Word soon leaked out that Joseph had adapted and perverted the centuries-old Masonic ritual for his own ends. The Illinois Masons accused him of freighting religion into the secular rite and embarked on a successful crusade to close the Mormon lodges in Nauvoo and in the Mormon settlement in Montrose, Iowa. Joseph angrily denied copying the Freemasons’ ritual and insisted that God had revealed the endowment rites to him many years previously. The Mormons’ rite antedated the Masons’ bastardized version, he insisted. “Masonry has its origin in the Priesthood” was the party line parroted by Willard Richards. “There is a similarity of priesthood in masonry,” the equally loyal Heber Kimball explained in an 1842 letter. “Brother Joseph says masonry was taken from priesthood but has become degenerated.”
Why did Joseph co-opt these Masonic rites? The answer is: secrecy. “The secret of masonry is to keep a secret,” Joseph observed, and in the last few years of his life, he had many secrets to keep. Polygamy was a secret doctrine. Barely a year after creating the priesthood endowment ritual, Joseph introduced another, more secret ritual called the Second Anointing, which guaranteed the nineteen couples who received the special blessing a “calling and election sure”—a clear path to eternal life at the time of the exaltation, or the Second Coming. The Kingdom of God, which Joseph created in the spring of 1844, was a secret plan for world government. Its formal name was “The Kingdom of God and His Laws with the Keys and powers thereof and judgement in the hands of his servants, Ahman Christ.”
If one sentence could describe the last few months of Joseph’s life it would be: Wait, there is more. In April 1844, he preached the most famous sermon of his life, what some regard as one of the most famous sermons ever preached in America. As if on a whim, Joseph turned nearly 2,000 years of Christian belief on its head at a funeral service for his loyal colleague King Follett. Joseph had laid the groundwork for a new world order, and for the foundational ritual for his entire church, but that was in secret. Now, speaking in Nauvoo’s East Grove, under a massive canopy of elm and chestnut trees, he unpacked some of the most radical Christian doctrine ever preached on the American continent. He spoke for two hours, shouting against a heavy wind. The following day, he lost his voice.

→ Material shown

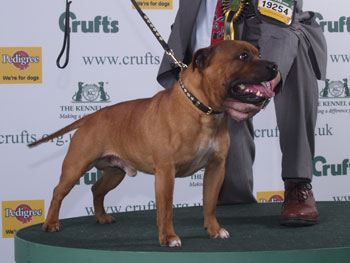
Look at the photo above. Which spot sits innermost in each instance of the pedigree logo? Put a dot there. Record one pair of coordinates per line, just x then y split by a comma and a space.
270, 197
19, 214
20, 65
154, 4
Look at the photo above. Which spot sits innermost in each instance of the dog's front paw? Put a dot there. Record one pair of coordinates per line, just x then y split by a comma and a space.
171, 241
105, 219
51, 227
221, 233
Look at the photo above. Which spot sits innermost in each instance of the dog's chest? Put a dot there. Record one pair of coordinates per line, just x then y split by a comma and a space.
200, 159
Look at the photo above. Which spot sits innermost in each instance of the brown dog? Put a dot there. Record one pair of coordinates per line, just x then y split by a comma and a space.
166, 135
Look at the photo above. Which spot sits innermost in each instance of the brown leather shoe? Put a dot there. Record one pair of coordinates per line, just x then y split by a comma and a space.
299, 206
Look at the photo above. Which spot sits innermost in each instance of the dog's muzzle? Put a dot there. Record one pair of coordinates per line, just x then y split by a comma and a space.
254, 92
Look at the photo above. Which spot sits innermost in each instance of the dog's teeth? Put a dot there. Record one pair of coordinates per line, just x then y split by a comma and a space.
267, 84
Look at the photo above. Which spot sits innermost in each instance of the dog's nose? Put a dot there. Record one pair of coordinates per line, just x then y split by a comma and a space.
272, 66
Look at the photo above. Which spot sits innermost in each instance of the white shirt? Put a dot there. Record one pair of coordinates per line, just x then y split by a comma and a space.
201, 35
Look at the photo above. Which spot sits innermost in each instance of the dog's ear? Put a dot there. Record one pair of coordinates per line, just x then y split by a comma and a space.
201, 58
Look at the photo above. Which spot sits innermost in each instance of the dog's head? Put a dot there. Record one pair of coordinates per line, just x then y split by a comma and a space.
237, 66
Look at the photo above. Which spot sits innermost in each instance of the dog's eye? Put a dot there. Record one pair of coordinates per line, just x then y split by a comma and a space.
244, 56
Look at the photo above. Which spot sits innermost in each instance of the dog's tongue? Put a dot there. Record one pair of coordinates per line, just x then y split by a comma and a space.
264, 89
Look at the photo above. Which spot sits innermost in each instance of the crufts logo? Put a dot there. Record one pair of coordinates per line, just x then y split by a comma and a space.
19, 214
342, 25
335, 89
97, 25
270, 197
322, 168
91, 93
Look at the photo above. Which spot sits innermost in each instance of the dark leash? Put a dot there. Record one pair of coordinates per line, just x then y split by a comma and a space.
167, 49
207, 110
66, 40
155, 32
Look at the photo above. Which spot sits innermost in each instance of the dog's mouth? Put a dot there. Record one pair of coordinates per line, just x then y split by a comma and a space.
252, 93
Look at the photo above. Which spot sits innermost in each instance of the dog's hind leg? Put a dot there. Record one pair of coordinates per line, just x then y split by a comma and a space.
213, 179
110, 179
72, 170
164, 187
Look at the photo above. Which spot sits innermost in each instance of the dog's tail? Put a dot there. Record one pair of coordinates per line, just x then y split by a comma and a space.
70, 127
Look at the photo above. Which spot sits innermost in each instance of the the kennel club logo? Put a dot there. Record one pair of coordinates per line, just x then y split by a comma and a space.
335, 89
91, 93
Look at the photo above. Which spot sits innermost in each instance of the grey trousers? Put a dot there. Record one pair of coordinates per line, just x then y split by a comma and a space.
296, 112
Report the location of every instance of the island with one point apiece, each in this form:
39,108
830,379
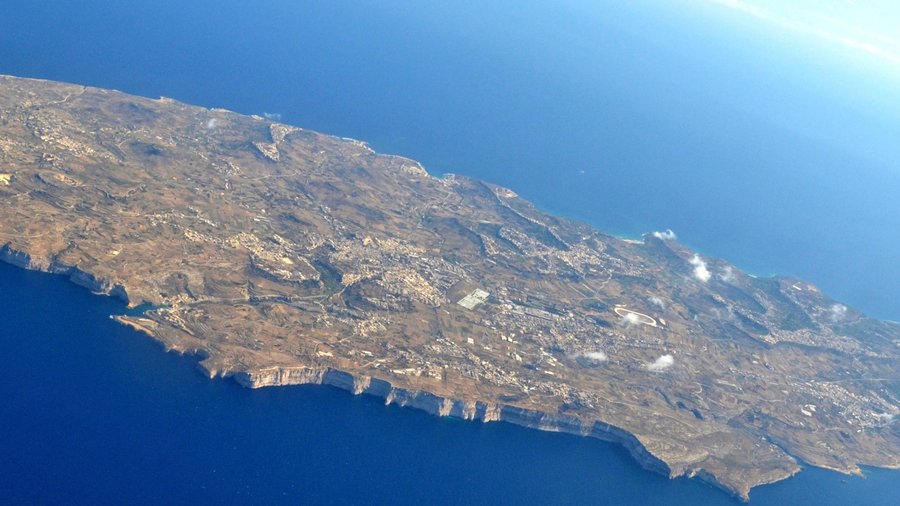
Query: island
282,256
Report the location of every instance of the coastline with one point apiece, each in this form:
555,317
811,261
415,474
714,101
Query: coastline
422,400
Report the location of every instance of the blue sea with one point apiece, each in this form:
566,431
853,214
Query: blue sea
632,116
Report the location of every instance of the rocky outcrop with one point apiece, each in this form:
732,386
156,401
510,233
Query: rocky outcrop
54,266
457,408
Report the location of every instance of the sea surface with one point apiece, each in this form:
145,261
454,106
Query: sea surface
632,116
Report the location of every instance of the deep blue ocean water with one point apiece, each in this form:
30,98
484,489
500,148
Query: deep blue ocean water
633,116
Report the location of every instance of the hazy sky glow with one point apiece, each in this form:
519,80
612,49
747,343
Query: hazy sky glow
859,25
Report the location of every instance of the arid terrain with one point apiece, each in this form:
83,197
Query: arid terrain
284,256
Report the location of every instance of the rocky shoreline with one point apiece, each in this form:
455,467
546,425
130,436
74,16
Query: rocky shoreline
357,385
424,401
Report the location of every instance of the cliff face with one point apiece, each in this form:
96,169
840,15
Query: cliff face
440,406
282,256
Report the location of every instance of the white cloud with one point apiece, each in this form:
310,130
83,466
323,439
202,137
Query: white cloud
631,319
889,54
838,312
668,235
701,272
661,364
727,274
598,355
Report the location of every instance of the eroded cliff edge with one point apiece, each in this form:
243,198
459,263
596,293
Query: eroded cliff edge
285,256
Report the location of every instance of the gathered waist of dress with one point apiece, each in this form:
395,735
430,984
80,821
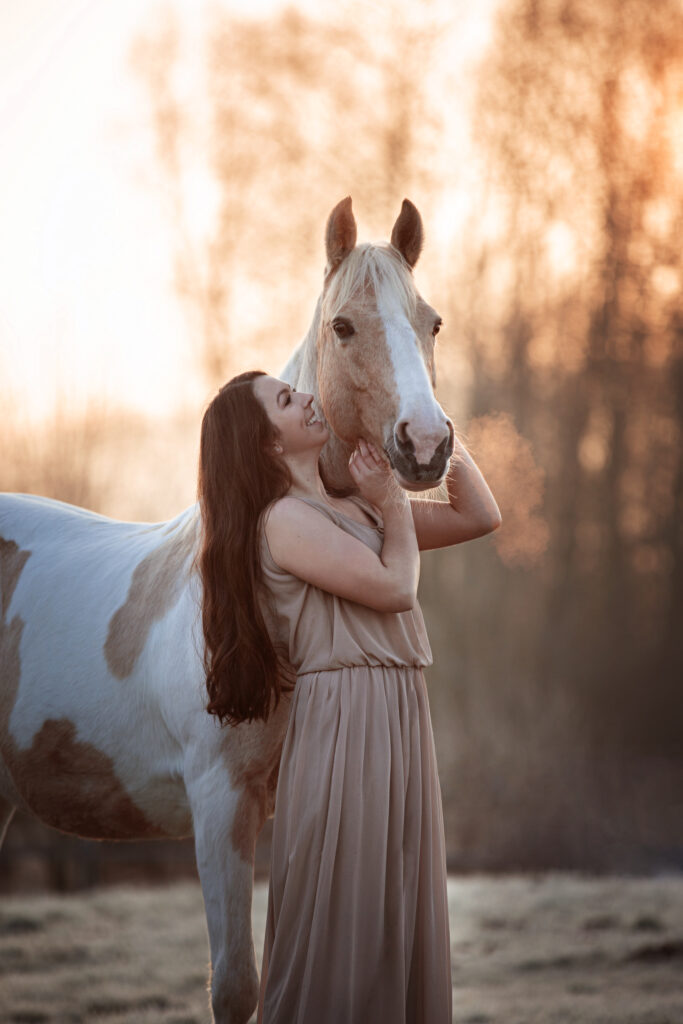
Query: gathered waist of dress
386,666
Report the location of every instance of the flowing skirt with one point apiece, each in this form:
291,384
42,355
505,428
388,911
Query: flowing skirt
357,921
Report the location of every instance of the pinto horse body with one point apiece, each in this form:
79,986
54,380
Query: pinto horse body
103,731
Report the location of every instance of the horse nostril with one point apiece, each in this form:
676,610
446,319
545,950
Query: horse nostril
401,432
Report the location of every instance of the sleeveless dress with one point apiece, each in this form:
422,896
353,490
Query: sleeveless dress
357,919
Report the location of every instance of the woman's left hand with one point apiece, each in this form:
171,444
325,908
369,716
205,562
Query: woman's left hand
372,475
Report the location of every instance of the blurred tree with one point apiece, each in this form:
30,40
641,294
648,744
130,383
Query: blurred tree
298,112
579,121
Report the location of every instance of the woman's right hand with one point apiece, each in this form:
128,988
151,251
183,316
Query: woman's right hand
373,476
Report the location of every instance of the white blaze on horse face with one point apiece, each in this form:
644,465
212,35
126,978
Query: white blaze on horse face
420,418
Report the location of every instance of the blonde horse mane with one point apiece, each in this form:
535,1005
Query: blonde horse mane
371,272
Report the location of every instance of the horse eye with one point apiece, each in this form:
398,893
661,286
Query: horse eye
342,328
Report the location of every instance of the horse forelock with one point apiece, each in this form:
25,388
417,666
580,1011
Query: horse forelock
369,275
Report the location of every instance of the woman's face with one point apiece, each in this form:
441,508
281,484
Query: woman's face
292,414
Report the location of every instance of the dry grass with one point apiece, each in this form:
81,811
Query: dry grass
525,950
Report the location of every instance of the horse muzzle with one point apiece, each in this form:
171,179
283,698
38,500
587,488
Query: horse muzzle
414,475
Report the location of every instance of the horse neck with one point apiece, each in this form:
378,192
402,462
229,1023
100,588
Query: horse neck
301,372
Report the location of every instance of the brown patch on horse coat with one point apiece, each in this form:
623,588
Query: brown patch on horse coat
252,758
69,784
155,588
72,785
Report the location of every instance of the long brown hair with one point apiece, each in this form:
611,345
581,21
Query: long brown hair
239,477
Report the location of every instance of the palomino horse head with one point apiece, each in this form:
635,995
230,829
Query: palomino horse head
376,350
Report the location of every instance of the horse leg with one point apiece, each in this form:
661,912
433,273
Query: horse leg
6,812
227,878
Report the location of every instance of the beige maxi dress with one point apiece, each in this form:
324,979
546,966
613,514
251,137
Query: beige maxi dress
357,920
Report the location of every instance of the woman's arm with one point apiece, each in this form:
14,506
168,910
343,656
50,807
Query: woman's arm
305,543
471,510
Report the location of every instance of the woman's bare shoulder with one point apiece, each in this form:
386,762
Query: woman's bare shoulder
289,512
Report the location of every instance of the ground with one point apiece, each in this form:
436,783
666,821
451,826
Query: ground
546,949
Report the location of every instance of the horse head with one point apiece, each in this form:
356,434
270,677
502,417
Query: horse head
375,353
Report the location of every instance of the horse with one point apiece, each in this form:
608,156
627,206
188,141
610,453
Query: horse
103,729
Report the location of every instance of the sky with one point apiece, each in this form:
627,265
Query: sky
87,306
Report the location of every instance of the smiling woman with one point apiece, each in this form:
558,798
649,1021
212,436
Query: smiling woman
302,584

→ Your goal
Please write the next part of the excerpt about Joseph and the Masonic rites, starting after its last sentence. The data has no connection to the excerpt about Joseph and the Masonic rites.

→ Exercise result
Joseph started out with his boldest statement: “We suppose that God was God from eternity,” he shouted. “I will refute that idea. God that sits enthroned is a man like one of yourselves.”
It is the first principle to know. We may converse with him and that he once was a man like us. God was once as one of us and was on a planet as Jesus was in the flesh. I defy all hell and earth to refute it.
Joseph referred to gods in the plural, because he explained that gods evolved from men and were not created ex nihilo, out of nothing. The raw material of godhead was a form of free intelligence that preexisted our creation. From intelligence, God became a man, then perfected himself to become a god. So did Jesus Christ. And so, Joseph said, can you. “You have got to learn how to be a god yourself in order to save yourself,” he proclaimed,
—to be priests and kings as all Gods have done–by going from a small degree to another—from exaltation to exaltation—till they are able to sit in glory as with those who sit enthroned.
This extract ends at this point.